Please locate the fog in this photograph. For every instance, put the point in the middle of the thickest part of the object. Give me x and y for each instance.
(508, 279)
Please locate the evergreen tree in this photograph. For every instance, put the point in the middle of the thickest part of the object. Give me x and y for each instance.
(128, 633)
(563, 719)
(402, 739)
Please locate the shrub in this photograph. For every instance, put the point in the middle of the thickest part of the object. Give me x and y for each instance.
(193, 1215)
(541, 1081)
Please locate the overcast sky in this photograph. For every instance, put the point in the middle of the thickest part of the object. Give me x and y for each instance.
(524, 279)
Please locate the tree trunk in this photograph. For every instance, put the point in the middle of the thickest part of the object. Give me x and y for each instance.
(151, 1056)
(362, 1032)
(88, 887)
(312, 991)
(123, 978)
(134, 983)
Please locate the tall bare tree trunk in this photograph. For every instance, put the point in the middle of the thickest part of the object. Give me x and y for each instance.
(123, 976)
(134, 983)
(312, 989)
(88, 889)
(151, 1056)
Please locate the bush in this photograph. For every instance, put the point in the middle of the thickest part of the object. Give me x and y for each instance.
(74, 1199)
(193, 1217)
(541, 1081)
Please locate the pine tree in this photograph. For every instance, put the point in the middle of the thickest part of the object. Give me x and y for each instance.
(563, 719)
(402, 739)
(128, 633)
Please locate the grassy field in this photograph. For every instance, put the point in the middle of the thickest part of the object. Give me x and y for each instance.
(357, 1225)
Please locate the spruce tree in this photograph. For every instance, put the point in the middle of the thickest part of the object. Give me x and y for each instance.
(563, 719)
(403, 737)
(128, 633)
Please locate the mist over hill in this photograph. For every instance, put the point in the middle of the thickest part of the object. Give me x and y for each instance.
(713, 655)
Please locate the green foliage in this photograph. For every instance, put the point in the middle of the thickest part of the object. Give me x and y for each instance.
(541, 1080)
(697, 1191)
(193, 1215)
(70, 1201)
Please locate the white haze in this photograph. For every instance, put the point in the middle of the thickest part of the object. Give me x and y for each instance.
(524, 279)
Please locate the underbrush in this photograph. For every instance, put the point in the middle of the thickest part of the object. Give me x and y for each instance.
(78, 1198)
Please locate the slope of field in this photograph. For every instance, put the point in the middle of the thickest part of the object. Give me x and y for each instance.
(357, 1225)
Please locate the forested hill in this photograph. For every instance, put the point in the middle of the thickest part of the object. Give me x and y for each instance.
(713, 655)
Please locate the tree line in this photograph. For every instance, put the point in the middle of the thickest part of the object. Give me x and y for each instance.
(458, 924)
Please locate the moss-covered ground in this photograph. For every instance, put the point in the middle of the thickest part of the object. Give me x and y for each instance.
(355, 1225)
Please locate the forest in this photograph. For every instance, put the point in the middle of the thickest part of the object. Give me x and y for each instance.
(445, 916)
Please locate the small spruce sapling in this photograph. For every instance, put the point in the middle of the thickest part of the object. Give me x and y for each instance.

========

HOW TO COMPLETE THIS TASK
Reproduce the records above exactly. Leave nothing out.

EXERCISE OUTPUT
Please locate the fog in this photograph. For every instance, put the point in the middle of the thickest part of the object. Give me x and y for each instance.
(508, 279)
Please locate the evergreen tree in this photograph. For every instance, put the point in the middle of the thickest part of the object. Give me x and y for each instance.
(128, 633)
(563, 719)
(402, 739)
Please locate the shrub in this photograph. For every instance, put the point in the middle of the thickest part of the object. Give me x and y for each instance.
(193, 1215)
(541, 1081)
Please locate the overcast sky in this photograph. For every instance, put the point in the middle of the thickest part of the object. Give me x and y for each instance.
(524, 279)
Please locate the tree trunk in this photograph. For every instance, put the point in the middle of the thickest part of the object. Give me x and y for each instance.
(151, 1056)
(362, 1032)
(88, 887)
(312, 991)
(123, 978)
(134, 983)
Please locate the tall bare tree trunk in this photograph. For every instance, put the point in the middle of the thickest part of the object. Give me x and y for each instance.
(123, 976)
(134, 983)
(312, 989)
(88, 889)
(151, 1056)
Please locate the bush in this photograph. For every instance, put the point in the middle of the thickest part of the object. Give me x and y for each instance.
(74, 1199)
(193, 1217)
(541, 1081)
Please locate the pine tree in this photograph. For every instance, put the point in the middle of the thickest part of the object. Give me x and y for each instance.
(563, 719)
(402, 739)
(128, 633)
Please locate the grassy field in this photograph. For every instance, put the point in the middle of the thickest part of the object. Give me x and y for each instance.
(357, 1225)
Please locate the spruce tree in this photograph. For every instance, put the point in the middle of the thickest part of the object. Give me x and y for each instance.
(563, 719)
(403, 737)
(128, 633)
Please locate the mist over hill in this photograph. For every instance, put the point in the middle of the thickest part of the object. Give me x and y for each instance.
(713, 655)
Please locate the green foliage in this photograph. For every instance, put the point in the middle of the thickest part of the object. Give me x and y for each instance.
(541, 1080)
(697, 1191)
(193, 1215)
(70, 1201)
Please locate the white haze in this photograph. For every instance, put the point in the middle of the thickest part of the object. Give me x and y for each instance.
(524, 279)
Please locate the underbrush in this photograph. For every instance, put the point in the middle of the thickest part of the object. Give me x and y for each instance.
(78, 1198)
Please locate the slope of field in this photograph. For every instance, put the point in the middle of the thickest part of the object. Give me x and y for each instance.
(357, 1225)
Please locate the forested hill in this photograph. For every instance, put the point in the middle of the thickest part of the object. Give me x and y for each instance.
(713, 655)
Please locate the tree line in this photograph. For every instance, put the point in the middle of the thickest part of the object. Give me x and y for each instance.
(458, 924)
Please locate the moss-covered ground in this photograph. For every instance, put the point in the middle of the thickest part of the object. Give me x and y for each instance.
(355, 1225)
Please locate the forest in this photograph. For every instance, put the point in the middle of the thickest part of the object. Give me x and y for each instance.
(445, 916)
Please locate the small spruce sapling in this photograph. For every instance, put the point in the middle of the thickest part of the object. Give me x and y for each instance.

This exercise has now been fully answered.